_Extrait à lire_:
┏━━

Curieusement, si Totoche et le professeur ne s’expriment plus qu’en bulles, les Pieds nickelés continuent à être accompagnés d’un descriptif de quatre à cinq lignes par cases. Mais Perré ne possède pas le pouvoir d’un Forton auprès de la direction, alors que Callaud, qui reprend à la même époque « Bibi Fricotin » dans Le Petit Illustré, a probablement posé ses conditions.
À peine terminés, « Totoche et le Professeur Trompette », en avril 1936, commencent « Les Mille et un Tours de Dumochart et Cledsol » par Nicolson, sur la dernière page en couleurs. Le musicien Cledsol et le peintre Dumochart loufoco-moderniste (sic) passent leur temps à faire des blagues aux concierges et aux propriétaires d’immeubles avec des gags plutôt désuets et un découpage assez figé qui suggère difficilement l’enchaînement entre les cases. Chaque vignette a droit à un phylactère, mais un texte allégé court encore sous les strips même si Nicolson, vieux routier des éditions Offenstadt, est, à l’époque, chef de service des dessinateurs de la S.P.E.
Nous l’avons déjà évoqué dans les premières parties de cette étude alors qu’il signait, dans L’Épatant, « Le Tour du monde de deux Mathurins » en doubles pages en couleurs (1908), « Les Aventures d’un gagnant du gros lot » (1909-1910), « Les Aventures mirobolantes de Claudius et Tétonbec au pôle Nord » (1911), suivies de « Claudius et Tétonbec capitaines » (1913-1915). Il s’est fait par ailleurs remarquer aussi dans Fillette, avec un comique plus caricatural montrant des visages d’ahuris ou de crétins souvent en médaillon et « Les Aventures du chien Brownie » sur un texte de Jean d’Agraives d’après le film paru chez Universal.

┗━━

_Consigne 1_: Pouvez-vous recopier mot pour mot les lignes sources, de celle qui contient « the green grass. » jusqu'à la dernière, ces deux bornes comprises, sans reproduire les images ?

_Lignes sources_:

┏━━

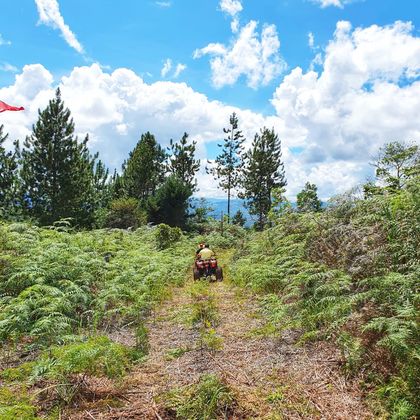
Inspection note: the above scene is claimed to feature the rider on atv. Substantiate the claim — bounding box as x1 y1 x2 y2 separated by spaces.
197 244 216 260
193 244 223 281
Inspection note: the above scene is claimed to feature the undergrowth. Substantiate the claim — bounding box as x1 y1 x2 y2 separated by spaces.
0 223 193 418
162 374 236 420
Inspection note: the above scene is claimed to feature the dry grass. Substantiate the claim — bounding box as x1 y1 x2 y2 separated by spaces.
63 262 372 419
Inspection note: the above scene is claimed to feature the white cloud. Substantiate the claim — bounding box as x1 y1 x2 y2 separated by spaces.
0 62 18 73
160 58 187 79
219 0 243 33
0 22 420 199
308 32 315 48
174 63 187 79
155 1 172 8
272 22 420 196
0 34 12 46
160 58 172 77
194 20 286 89
35 0 84 54
312 0 352 8
219 0 243 17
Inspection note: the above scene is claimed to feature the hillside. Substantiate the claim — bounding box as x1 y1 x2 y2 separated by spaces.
0 180 420 420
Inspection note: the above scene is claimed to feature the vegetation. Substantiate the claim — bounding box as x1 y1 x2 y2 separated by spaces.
20 89 96 226
241 128 286 230
207 113 245 222
296 182 322 212
232 178 420 419
0 84 420 419
165 375 235 420
0 223 193 418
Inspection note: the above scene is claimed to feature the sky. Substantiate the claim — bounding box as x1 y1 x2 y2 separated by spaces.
0 0 420 200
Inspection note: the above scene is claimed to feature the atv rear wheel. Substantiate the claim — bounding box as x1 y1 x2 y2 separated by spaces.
193 267 201 280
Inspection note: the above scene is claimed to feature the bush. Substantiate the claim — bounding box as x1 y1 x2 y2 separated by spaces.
32 336 135 381
106 198 147 229
231 189 420 419
0 387 39 420
156 223 182 250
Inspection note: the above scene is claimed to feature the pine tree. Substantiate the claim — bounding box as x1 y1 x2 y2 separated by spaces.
168 133 200 192
232 210 246 227
21 89 94 226
122 132 166 203
0 125 19 217
296 182 322 213
240 128 287 230
147 175 192 228
92 154 112 209
206 113 245 222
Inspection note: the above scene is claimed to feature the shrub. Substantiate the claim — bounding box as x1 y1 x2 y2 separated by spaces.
156 224 182 250
106 198 146 229
0 387 39 420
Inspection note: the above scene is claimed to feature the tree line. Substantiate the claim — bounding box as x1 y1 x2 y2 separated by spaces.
0 89 286 228
0 89 419 230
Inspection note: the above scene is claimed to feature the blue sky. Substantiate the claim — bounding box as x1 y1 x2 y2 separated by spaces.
0 0 420 197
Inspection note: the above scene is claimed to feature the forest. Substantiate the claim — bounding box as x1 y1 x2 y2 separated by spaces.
0 89 420 420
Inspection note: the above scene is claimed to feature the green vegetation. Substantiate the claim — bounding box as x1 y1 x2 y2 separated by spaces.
231 178 420 419
0 83 420 419
206 113 245 222
0 222 193 418
164 375 235 420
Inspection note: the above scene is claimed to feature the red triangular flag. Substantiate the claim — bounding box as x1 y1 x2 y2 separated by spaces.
0 101 25 112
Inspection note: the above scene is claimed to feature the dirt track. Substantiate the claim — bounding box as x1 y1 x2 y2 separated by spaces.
65 270 372 419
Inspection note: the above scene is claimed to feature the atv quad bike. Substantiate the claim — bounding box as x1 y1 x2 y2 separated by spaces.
193 258 223 281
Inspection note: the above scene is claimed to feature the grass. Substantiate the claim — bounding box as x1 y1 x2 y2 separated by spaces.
161 375 236 420
231 183 420 420
0 222 194 418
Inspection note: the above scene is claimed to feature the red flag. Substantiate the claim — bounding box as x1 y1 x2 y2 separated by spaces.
0 101 25 112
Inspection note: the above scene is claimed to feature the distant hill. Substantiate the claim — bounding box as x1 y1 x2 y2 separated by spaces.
193 198 253 226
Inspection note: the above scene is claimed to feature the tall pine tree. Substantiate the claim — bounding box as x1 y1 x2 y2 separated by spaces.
21 89 94 226
0 125 19 217
121 132 166 203
207 113 245 221
296 182 322 213
168 133 200 192
240 128 287 230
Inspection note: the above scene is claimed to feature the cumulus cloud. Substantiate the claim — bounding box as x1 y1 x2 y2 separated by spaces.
272 22 420 195
174 63 187 79
194 20 286 89
312 0 352 9
160 58 172 77
219 0 243 33
0 22 420 199
0 34 12 46
0 62 18 73
308 32 315 48
35 0 84 54
160 58 187 79
155 1 172 9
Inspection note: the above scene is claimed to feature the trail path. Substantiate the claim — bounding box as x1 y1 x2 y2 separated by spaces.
69 262 372 419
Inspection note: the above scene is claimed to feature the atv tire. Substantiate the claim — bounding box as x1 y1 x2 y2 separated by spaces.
193 267 201 280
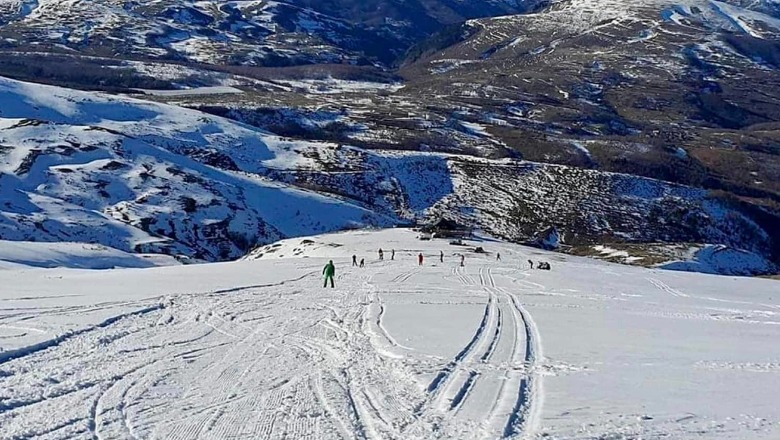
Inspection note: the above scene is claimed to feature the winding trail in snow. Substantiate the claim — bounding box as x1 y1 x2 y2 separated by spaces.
0 262 541 439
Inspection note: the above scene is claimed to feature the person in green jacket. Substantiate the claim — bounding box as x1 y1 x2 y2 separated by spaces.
322 260 336 288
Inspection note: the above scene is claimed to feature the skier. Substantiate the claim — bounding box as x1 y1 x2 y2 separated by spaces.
322 260 336 289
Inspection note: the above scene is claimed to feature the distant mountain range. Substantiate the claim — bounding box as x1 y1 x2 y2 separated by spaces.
0 0 780 272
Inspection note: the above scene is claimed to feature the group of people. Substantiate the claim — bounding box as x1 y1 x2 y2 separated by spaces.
322 248 550 287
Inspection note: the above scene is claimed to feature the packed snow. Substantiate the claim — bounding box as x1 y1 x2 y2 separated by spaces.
0 229 780 439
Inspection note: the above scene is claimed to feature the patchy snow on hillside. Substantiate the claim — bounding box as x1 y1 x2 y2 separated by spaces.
659 245 772 276
0 79 392 260
0 229 780 440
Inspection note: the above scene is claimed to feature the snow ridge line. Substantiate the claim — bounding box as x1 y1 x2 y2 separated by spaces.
0 303 165 365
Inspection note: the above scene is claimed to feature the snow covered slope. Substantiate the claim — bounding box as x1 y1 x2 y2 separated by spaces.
0 229 780 440
0 79 778 273
0 78 391 260
0 240 180 269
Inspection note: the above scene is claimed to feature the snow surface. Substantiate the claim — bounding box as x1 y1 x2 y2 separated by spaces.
0 229 780 439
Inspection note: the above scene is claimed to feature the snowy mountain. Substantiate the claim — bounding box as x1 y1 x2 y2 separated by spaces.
0 0 533 66
0 0 780 274
0 76 776 273
0 229 780 440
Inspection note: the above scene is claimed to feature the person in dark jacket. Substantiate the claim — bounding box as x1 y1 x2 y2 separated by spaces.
322 260 336 288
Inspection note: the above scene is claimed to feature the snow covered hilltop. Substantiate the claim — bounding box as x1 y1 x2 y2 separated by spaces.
0 229 780 440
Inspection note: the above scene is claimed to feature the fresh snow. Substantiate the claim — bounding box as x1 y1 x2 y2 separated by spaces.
0 229 780 440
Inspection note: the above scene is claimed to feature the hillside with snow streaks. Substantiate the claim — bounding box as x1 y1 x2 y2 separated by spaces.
0 229 780 440
0 80 391 260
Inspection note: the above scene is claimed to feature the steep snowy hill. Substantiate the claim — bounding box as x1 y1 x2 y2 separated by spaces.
0 79 391 260
0 229 780 440
0 0 535 66
0 79 778 274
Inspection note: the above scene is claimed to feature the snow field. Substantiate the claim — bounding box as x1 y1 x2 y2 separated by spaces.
0 229 780 439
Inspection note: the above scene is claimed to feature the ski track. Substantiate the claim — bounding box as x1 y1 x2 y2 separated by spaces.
0 263 540 440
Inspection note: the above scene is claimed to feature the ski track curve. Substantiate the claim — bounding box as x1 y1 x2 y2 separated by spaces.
0 266 541 440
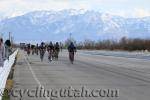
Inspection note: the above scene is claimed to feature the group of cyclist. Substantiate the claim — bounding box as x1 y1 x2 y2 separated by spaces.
24 42 76 64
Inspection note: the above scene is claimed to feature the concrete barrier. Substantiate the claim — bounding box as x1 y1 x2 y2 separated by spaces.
0 50 18 100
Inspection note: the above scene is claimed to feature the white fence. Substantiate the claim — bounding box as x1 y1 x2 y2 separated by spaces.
0 50 18 100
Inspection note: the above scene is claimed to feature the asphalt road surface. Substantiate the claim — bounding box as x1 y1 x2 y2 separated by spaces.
11 51 150 100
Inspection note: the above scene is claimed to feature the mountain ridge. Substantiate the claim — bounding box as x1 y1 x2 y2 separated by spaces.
0 9 150 41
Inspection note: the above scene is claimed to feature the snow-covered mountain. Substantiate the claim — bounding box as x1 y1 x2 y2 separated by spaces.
0 10 150 41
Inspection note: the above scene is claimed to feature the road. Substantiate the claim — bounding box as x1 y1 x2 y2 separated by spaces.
11 51 150 100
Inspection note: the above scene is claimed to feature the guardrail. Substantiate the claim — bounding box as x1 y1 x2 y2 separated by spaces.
0 50 18 100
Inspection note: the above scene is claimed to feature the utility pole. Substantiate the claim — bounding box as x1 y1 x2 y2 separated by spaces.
9 32 11 41
70 33 72 40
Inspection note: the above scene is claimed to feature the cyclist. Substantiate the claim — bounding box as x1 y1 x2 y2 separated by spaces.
54 42 60 60
39 42 45 61
27 44 31 56
47 42 54 62
35 44 39 55
68 42 76 64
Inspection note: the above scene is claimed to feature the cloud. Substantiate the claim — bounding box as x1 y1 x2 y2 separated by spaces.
135 9 150 17
0 0 150 17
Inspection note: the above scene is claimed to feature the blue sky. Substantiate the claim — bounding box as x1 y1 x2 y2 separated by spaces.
0 0 150 17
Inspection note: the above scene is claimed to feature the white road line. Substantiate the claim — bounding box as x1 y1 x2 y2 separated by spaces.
22 53 50 100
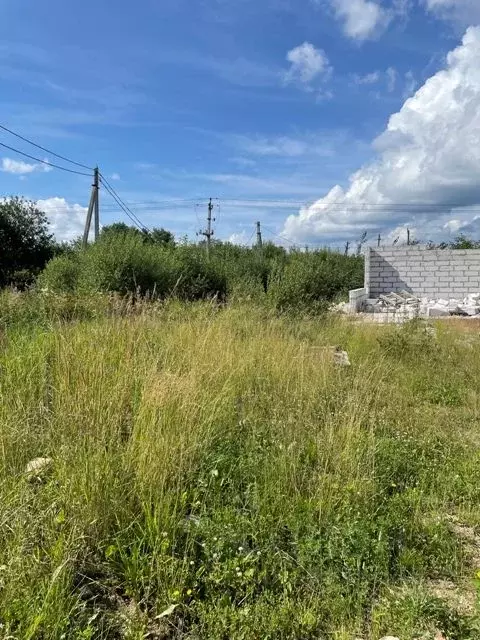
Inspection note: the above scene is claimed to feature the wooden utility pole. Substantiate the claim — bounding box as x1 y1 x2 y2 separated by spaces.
200 198 215 256
257 222 263 249
82 167 100 249
93 167 100 242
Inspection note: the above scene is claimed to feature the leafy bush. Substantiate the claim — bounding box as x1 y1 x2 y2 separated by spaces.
38 253 82 293
38 236 363 310
270 251 363 310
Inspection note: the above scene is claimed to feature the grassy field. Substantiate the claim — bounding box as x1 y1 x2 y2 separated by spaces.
0 303 480 640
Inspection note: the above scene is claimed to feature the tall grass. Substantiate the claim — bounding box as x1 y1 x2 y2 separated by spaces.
0 303 480 640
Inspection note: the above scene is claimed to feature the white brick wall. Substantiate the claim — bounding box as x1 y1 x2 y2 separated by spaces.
365 246 480 298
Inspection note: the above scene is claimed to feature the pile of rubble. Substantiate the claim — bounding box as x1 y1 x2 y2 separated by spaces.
364 291 480 318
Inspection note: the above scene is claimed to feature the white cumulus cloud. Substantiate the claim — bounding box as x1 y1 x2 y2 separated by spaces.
425 0 480 25
1 158 52 176
284 42 331 87
332 0 391 41
37 197 87 241
283 27 480 241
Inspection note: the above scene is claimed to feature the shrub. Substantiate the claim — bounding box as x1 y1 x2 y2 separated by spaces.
270 251 363 310
37 253 82 293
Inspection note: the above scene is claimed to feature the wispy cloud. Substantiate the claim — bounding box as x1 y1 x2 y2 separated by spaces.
331 0 391 42
1 158 52 176
284 42 332 90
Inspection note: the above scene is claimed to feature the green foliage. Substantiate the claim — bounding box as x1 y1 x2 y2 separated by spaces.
0 302 480 640
39 236 363 310
0 197 55 287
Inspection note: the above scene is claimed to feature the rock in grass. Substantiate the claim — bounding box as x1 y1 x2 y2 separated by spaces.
25 458 53 482
333 347 352 367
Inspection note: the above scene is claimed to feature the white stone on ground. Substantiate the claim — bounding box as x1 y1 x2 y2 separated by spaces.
25 458 53 481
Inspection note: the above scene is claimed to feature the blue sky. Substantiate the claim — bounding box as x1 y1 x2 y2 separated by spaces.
0 0 480 244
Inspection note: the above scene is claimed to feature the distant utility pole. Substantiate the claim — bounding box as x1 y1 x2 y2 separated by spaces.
199 198 215 256
82 167 100 249
257 222 263 249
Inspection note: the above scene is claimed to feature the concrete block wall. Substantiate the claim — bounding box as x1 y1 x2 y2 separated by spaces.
365 246 480 299
348 287 367 313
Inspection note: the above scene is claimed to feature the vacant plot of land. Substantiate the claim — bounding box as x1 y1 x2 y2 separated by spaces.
0 304 480 640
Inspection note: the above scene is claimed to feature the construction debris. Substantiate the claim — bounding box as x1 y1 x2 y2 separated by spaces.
365 290 480 320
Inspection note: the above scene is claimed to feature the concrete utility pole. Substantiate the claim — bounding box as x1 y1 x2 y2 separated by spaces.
82 167 100 249
200 198 215 256
257 222 263 249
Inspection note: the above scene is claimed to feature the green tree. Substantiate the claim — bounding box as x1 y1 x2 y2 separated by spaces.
0 197 55 287
148 228 175 247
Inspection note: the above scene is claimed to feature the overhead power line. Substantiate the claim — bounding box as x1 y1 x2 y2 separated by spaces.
0 124 93 171
100 174 148 231
0 142 91 177
100 174 147 229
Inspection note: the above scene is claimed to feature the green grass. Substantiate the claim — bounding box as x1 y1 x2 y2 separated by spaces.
0 298 480 640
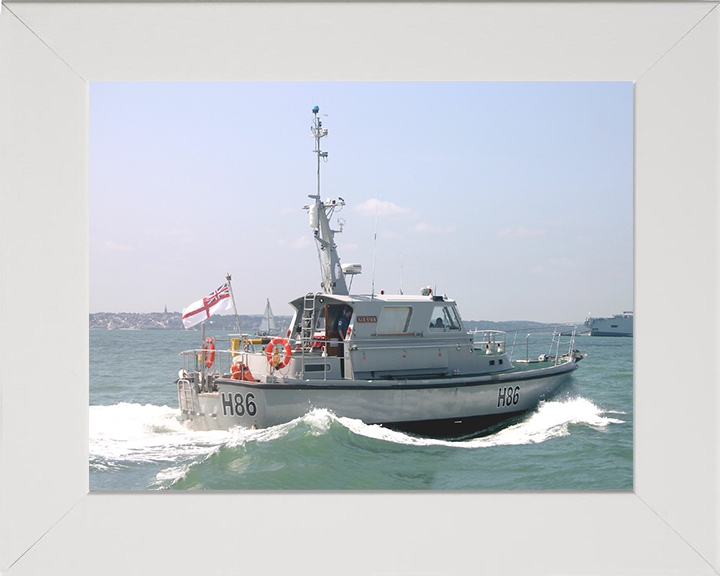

┗━━

_Consigne 2_:
D'après l'extrait à lire :
(a) En quel mois et quelle année commencent « Les Mille et un Tours de Dumochart et Cledsol » ?
(b) Qui reprend « Bibi Fricotin » dans Le Petit Illustré ?
(c) Dans quel journal Nicolson signait-il « Le Tour du monde de deux Mathurins » ?

_Réponse complète 1_:
Inspection note: the above scene is claimed to feature the green grass. Substantiate the claim — bounding box as x1 y1 x2 y2 separated by spaces.
0 298 480 640

_Réponse complète 2_:
(a) En avril 1936.
(b) Callaud.
(c) Dans L'Épatant.